#### [EXCERPTED PASSAGE]
────────────────────────────────────────
Paris, world capital of art and culture, gathers some of the most famous museums and monuments in the world. Like all the world's great capitals, Paris lives at a fast pace, by day, by night and especially at rush hours. Bear in mind that museums and monuments are often less crowded during the week. Sights that should not be missed include: The Louvre and the Musee d'Orsay. Visit any of the many others according to your tastes and interests: the Musee Picasso, Musee Rodin, Musee Carnavalet, Musee Marmottan and the Arab Institute are just a few. Essential Paris monuments are the Eiffel Tower, Notre-Dame cathedral, the Arc de Triomphe or the Grande Arche de la Defense.
────────────────────────────────────────
#### [EXTRACTED ENTRIES]

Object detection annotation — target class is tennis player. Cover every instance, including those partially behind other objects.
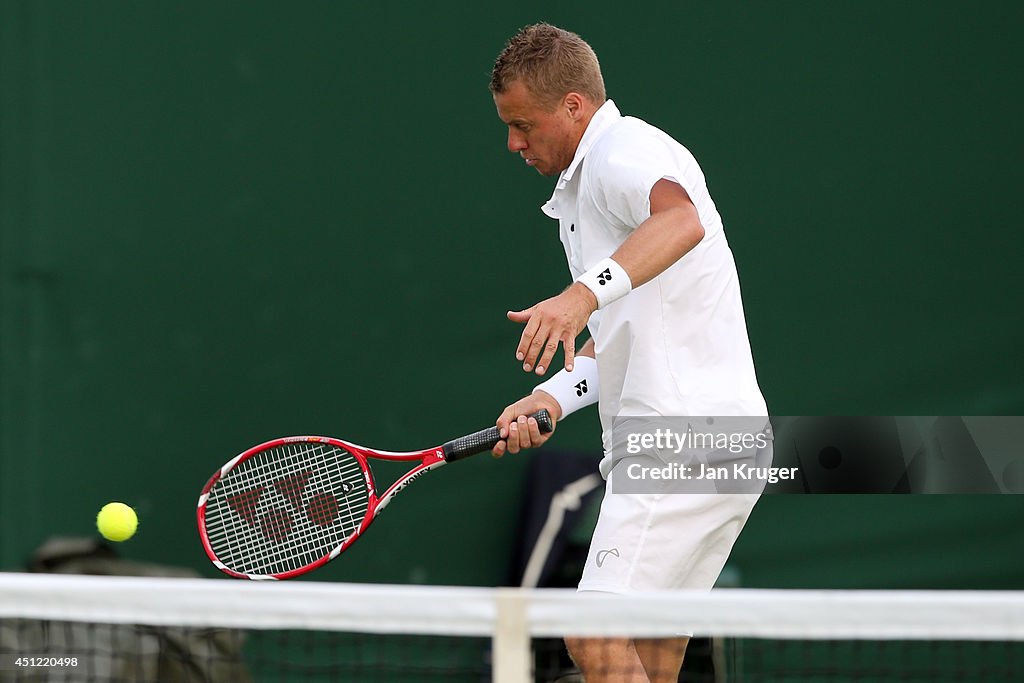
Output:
[490,24,768,683]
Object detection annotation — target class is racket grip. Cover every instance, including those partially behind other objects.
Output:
[441,411,554,463]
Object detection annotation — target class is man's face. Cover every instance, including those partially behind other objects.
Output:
[495,81,582,175]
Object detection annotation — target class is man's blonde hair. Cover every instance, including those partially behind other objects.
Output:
[490,24,605,109]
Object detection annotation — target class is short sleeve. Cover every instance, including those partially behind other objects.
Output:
[592,140,681,229]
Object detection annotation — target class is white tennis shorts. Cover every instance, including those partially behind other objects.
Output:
[580,483,760,594]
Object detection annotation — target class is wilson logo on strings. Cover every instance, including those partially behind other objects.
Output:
[227,472,352,543]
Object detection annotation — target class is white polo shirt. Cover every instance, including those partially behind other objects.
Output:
[542,99,768,476]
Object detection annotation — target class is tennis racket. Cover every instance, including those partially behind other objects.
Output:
[197,411,553,580]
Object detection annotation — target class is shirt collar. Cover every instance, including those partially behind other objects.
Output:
[556,99,623,189]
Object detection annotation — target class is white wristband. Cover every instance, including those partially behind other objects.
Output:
[534,355,597,418]
[577,258,633,308]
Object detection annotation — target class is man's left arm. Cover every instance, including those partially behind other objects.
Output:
[508,178,705,375]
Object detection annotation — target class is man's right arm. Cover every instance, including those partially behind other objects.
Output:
[490,338,596,458]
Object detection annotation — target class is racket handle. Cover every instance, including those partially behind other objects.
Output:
[441,411,554,463]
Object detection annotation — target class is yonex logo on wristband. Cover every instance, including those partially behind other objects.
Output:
[577,258,633,308]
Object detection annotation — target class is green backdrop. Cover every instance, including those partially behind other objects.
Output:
[0,0,1024,588]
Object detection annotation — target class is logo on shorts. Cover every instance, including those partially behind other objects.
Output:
[597,548,618,569]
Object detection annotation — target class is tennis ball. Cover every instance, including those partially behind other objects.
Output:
[96,503,138,542]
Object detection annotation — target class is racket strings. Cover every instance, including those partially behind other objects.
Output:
[206,441,370,574]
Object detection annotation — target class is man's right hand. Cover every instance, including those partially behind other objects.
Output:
[490,391,562,458]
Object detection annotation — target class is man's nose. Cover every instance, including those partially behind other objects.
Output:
[508,129,526,152]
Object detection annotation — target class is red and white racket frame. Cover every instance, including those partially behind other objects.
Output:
[196,436,447,581]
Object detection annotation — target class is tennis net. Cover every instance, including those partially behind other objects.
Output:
[0,573,1024,683]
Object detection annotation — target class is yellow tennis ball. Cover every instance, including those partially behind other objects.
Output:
[96,503,138,542]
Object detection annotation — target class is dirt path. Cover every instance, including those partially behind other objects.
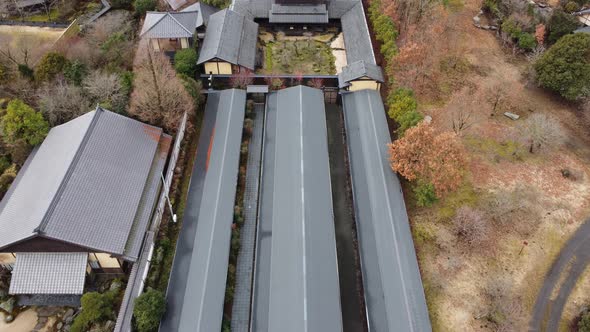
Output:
[529,219,590,331]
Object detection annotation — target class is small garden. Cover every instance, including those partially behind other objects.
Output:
[260,32,336,75]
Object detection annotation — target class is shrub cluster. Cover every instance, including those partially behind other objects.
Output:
[387,88,423,136]
[70,289,119,332]
[502,18,537,51]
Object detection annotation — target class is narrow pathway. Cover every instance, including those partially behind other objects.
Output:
[529,219,590,331]
[326,104,367,332]
[160,102,217,332]
[231,104,264,332]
────────────────────────────────────────
#### [OBJECTIVES]
a - Answer these questions about the Paris text, one per line:
(i) When are museums and monuments often less crowded?
(ii) Which two sights should not be missed?
(iii) Which monuments are called essential?
b - Rewrite the Paris text from "Paris, world capital" to "de la Defense.", swapping "monuments" for "landmarks".
Answer using only the text about Paris.

#### [TASK SOLUTIONS]
a -
(i) During the week.
(ii) The Louvre and the Musee d'Orsay.
(iii) The Eiffel Tower, Notre-Dame cathedral, the Arc de Triomphe and the Grande Arche de la Defense.

b -
Paris, world capital of art and culture, gathers some of the most famous museums and landmarks in the world. Like all the world's great capitals, Paris lives at a fast pace, by day, by night and especially at rush hours. Bear in mind that museums and landmarks are often less crowded during the week. Sights that should not be missed include: The Louvre and the Musee d'Orsay. Visit any of the many others according to your tastes and interests: the Musee Picasso, Musee Rodin, Musee Carnavalet, Musee Marmottan and the Arab Institute are just a few. Essential Paris landmarks are the Eiffel Tower, Notre-Dame cathedral, the Arc de Triomphe or the Grande Arche de la Defense.